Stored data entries

________

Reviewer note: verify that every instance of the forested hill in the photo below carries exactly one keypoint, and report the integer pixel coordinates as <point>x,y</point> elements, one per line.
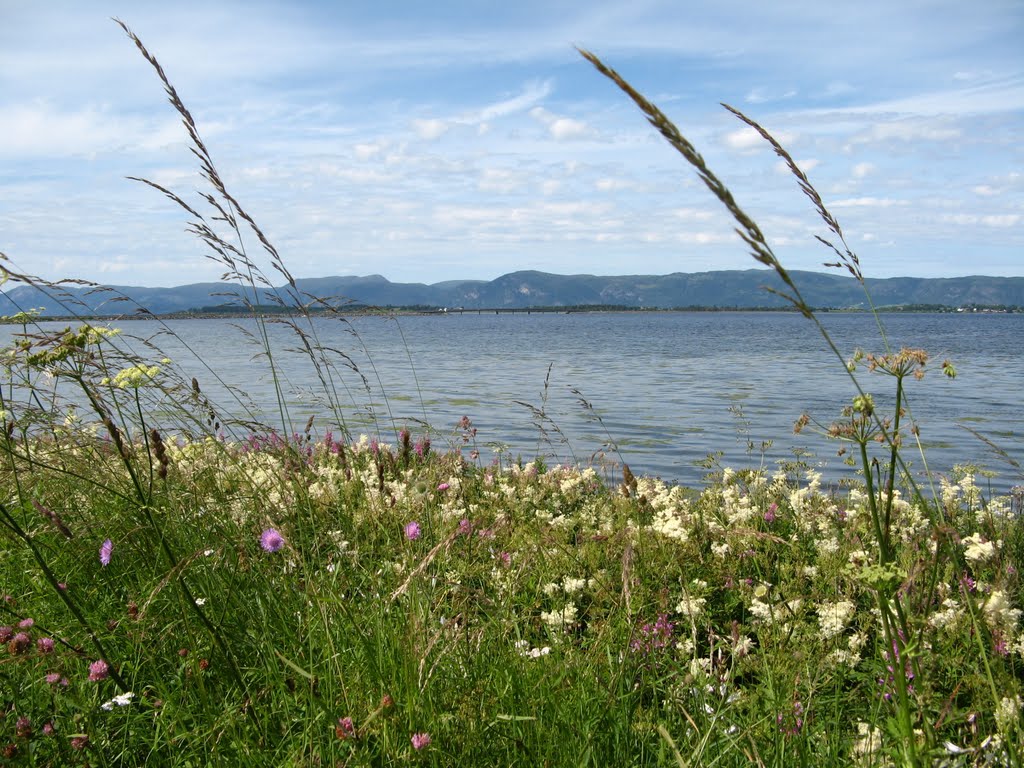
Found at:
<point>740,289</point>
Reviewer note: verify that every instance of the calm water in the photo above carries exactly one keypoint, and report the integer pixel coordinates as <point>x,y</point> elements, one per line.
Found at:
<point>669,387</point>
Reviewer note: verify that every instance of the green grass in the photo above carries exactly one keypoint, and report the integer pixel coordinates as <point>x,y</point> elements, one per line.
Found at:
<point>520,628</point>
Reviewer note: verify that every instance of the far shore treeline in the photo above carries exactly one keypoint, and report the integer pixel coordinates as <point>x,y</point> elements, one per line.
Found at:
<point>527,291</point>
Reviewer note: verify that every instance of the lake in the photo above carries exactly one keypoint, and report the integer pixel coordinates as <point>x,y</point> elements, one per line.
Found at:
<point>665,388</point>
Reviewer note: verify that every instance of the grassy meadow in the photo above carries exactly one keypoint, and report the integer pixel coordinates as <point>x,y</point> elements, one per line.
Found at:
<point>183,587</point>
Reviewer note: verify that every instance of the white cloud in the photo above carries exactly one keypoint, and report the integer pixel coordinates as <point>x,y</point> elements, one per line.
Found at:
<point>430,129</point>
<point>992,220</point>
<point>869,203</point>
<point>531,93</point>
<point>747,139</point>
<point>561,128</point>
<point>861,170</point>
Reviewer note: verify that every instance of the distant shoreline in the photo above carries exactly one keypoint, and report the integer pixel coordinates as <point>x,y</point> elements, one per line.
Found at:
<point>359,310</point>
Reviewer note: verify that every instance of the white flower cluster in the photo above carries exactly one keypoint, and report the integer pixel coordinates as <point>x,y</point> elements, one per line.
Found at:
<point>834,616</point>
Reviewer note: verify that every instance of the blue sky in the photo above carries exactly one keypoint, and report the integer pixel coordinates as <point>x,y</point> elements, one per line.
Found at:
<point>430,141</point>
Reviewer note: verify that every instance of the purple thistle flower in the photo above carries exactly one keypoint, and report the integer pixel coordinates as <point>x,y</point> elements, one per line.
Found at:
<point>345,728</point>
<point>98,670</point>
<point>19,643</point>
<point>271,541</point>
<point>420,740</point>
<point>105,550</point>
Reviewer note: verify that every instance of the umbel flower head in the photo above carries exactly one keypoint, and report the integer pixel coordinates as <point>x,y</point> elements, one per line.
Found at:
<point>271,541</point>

________

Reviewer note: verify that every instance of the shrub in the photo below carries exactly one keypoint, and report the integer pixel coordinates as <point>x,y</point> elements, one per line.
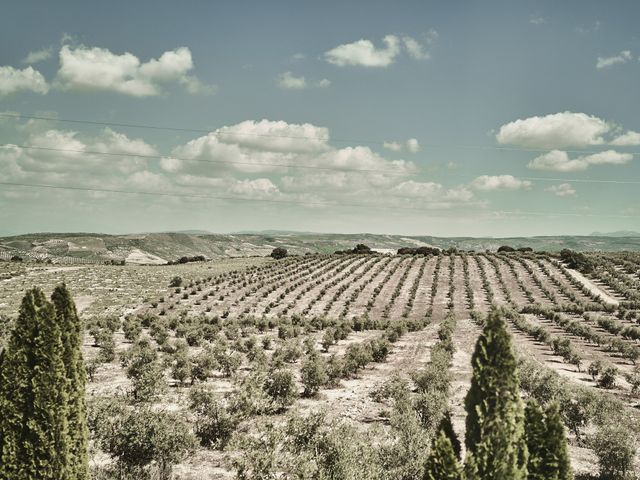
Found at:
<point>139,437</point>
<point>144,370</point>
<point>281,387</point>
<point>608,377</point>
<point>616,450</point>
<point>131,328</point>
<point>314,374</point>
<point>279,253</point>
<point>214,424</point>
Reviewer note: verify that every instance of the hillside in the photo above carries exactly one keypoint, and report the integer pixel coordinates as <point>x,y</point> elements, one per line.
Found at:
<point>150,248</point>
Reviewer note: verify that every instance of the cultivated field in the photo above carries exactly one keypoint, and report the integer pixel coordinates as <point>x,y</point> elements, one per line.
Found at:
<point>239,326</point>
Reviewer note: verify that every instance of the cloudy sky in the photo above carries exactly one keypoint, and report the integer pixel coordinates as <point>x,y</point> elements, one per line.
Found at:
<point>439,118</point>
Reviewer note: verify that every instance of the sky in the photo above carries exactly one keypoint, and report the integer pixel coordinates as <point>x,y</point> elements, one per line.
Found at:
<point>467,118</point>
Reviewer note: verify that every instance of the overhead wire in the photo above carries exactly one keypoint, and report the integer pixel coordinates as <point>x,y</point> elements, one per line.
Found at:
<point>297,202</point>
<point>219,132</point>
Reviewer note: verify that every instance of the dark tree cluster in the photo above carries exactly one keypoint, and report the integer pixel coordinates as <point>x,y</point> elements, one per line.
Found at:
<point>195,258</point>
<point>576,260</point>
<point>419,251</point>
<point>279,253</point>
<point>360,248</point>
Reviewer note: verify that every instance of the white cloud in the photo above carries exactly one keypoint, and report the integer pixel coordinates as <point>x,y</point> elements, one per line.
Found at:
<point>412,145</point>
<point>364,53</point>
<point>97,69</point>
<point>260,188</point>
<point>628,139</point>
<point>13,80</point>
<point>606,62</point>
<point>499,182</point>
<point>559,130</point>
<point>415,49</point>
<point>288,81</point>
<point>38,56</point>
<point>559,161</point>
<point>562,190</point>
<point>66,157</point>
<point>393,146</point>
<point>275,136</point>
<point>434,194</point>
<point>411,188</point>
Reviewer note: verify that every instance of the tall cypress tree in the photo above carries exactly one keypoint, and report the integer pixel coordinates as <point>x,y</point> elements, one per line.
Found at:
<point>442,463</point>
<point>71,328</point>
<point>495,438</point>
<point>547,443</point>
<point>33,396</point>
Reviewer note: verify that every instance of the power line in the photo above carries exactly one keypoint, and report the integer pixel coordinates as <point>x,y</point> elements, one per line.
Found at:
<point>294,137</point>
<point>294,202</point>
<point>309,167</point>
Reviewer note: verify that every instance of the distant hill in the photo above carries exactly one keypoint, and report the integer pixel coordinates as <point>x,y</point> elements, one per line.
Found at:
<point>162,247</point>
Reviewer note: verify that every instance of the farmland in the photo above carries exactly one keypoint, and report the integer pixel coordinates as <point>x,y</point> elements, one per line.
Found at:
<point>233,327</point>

________

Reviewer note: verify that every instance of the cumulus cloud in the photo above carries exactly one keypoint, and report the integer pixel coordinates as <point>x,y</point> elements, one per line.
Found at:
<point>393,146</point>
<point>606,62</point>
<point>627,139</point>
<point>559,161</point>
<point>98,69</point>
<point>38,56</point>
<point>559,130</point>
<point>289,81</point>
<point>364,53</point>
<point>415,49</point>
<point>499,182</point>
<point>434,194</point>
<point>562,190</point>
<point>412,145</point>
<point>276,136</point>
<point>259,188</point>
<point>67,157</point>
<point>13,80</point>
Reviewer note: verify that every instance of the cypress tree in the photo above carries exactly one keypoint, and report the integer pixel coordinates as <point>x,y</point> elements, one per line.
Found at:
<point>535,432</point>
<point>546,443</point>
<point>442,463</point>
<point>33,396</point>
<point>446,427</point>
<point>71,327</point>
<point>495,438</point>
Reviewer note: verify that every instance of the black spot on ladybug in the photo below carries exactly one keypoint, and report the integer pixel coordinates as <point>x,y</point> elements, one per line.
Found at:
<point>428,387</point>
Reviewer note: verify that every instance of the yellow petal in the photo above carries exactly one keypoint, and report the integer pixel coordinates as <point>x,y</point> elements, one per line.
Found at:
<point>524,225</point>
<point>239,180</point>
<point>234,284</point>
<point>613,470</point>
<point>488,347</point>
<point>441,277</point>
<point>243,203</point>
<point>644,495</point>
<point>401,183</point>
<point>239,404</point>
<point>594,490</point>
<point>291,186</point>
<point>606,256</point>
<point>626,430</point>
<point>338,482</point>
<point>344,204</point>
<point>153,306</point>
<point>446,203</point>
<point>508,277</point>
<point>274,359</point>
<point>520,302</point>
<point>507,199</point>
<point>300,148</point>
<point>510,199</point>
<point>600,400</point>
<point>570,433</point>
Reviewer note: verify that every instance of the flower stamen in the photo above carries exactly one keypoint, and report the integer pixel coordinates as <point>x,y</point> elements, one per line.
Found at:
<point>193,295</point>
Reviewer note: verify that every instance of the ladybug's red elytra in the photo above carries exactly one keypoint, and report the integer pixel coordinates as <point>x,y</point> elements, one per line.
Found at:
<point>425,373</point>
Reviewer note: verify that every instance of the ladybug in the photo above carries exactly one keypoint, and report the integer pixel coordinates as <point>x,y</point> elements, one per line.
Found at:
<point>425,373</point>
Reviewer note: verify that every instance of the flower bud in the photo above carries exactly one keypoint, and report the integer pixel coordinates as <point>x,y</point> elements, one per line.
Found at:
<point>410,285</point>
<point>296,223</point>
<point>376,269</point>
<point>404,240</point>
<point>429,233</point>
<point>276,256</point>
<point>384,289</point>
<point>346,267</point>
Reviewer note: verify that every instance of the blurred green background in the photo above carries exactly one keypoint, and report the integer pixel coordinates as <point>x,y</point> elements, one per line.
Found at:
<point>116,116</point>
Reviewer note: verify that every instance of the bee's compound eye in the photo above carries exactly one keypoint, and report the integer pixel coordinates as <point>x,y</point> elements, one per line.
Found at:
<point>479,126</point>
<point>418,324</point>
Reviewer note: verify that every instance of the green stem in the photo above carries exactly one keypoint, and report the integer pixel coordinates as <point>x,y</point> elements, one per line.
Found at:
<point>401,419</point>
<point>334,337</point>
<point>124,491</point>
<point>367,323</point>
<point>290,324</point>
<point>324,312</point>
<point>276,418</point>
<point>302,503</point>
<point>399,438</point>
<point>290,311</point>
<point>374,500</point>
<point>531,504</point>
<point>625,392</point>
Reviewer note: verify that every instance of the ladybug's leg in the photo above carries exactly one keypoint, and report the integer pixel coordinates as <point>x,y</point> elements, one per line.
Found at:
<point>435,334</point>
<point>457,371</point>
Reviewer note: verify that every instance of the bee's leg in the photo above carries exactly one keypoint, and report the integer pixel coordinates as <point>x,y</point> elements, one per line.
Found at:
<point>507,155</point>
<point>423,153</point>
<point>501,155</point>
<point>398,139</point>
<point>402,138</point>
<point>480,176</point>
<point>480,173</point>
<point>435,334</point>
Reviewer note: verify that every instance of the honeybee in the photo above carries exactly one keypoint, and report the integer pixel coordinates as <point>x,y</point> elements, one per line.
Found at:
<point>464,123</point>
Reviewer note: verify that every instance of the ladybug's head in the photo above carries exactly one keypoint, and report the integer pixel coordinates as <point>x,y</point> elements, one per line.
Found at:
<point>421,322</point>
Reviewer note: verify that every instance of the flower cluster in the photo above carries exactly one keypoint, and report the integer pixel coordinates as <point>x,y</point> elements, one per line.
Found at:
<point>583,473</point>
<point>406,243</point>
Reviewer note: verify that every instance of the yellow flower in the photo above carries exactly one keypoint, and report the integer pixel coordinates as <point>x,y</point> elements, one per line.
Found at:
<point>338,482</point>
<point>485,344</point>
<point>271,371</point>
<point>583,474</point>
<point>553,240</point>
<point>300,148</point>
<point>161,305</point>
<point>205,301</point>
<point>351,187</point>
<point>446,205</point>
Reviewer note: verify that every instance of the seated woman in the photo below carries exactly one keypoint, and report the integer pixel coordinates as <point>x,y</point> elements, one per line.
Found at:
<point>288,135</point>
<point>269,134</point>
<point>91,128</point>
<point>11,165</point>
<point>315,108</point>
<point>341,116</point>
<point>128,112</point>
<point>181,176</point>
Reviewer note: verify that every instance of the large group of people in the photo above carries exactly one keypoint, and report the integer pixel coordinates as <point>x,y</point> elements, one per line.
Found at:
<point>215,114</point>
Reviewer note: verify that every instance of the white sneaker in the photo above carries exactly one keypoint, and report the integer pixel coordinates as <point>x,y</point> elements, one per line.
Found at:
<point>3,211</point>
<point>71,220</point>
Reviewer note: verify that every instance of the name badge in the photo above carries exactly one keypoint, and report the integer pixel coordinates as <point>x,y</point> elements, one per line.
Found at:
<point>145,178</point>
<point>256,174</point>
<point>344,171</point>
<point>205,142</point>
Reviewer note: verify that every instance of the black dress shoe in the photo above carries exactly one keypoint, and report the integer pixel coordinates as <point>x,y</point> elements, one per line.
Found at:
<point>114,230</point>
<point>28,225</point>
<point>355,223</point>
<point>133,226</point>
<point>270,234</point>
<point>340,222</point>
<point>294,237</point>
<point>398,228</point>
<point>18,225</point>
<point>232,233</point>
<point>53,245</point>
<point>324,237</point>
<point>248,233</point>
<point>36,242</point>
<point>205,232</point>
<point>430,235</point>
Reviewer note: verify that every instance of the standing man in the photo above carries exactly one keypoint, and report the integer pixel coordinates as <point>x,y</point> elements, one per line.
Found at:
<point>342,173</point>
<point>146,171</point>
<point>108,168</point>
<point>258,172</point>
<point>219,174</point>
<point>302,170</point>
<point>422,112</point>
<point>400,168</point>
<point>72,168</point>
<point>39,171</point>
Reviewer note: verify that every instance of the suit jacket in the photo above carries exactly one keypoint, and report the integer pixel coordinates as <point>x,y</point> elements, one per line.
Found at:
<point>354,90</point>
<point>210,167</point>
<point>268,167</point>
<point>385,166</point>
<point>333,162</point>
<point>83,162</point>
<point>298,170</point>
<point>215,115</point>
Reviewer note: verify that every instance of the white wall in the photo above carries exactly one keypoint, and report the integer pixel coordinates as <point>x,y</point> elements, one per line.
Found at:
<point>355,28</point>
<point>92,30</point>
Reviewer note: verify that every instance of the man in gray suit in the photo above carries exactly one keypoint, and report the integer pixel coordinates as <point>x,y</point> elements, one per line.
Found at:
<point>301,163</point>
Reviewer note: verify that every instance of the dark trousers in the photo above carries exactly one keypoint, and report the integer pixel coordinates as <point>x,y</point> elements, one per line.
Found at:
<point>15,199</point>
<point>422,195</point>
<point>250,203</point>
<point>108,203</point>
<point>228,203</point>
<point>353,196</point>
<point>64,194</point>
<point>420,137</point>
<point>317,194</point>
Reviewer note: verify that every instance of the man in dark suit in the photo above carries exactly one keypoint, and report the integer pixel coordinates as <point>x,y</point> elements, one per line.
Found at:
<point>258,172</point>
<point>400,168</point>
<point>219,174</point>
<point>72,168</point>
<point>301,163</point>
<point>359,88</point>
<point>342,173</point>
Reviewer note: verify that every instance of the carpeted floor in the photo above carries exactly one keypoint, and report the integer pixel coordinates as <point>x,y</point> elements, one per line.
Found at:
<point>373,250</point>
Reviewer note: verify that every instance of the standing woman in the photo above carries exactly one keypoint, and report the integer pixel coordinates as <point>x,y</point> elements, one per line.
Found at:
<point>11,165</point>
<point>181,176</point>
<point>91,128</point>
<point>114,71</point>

________

Aim of the exercise:
For this exercise, repeat exactly the lines of the data above from the one with "Reviewer note: verify that every instance of the far shore" down to the one with "Reviewer note: verify that every instance of the purple", both end lines included.

Result below:
Reviewer note: verify that every instance of the far shore treeline in the photo above carries exactly one keypoint, and report the integer pixel coordinates as <point>x,y</point> elements, one per line.
Found at:
<point>527,291</point>
Reviewer note: verify that every instance of the lake in the photo above carries exactly one keypoint, and report the integer pixel coordinates as <point>x,y</point> elements, one per line.
Found at:
<point>665,388</point>
Reviewer note: verify that every instance of the grassy meadow in the photo above carries exactly one keypoint, and report the integer pixel coordinates as <point>x,y</point> elements, one per line.
Found at:
<point>183,587</point>
Reviewer note: verify that every instance of the white cloud in the photo above carries exactly one keypoint, and report the integer pixel coordinates as <point>x,y</point> elements, one per line.
Found at:
<point>430,129</point>
<point>992,220</point>
<point>869,203</point>
<point>531,93</point>
<point>747,139</point>
<point>561,128</point>
<point>861,170</point>
Reviewer note: verify that every instance of the distant shoreline in the photo above carries exactly one keypoint, and report the integer pixel coordinates as <point>x,y</point> elements, one per line.
Found at:
<point>359,310</point>
Reviewer note: verify that every instance of the white flower cluster in the photo above carries exactly one keypoint, and report the integer pixel coordinates as <point>x,y</point> elements, one per line.
Found at:
<point>834,616</point>
Reviewer note: verify that every instance of the blue sky in the photo above carries exactly one keypoint, and report the integer pixel coordinates as <point>x,y</point> elements, one per line.
Found at:
<point>430,141</point>
Reviewer note: verify that every instance of the purple thistle flower in the photo above carries exactly one keypoint, and report the integer pixel coordinates as <point>x,y</point> elements, one per line.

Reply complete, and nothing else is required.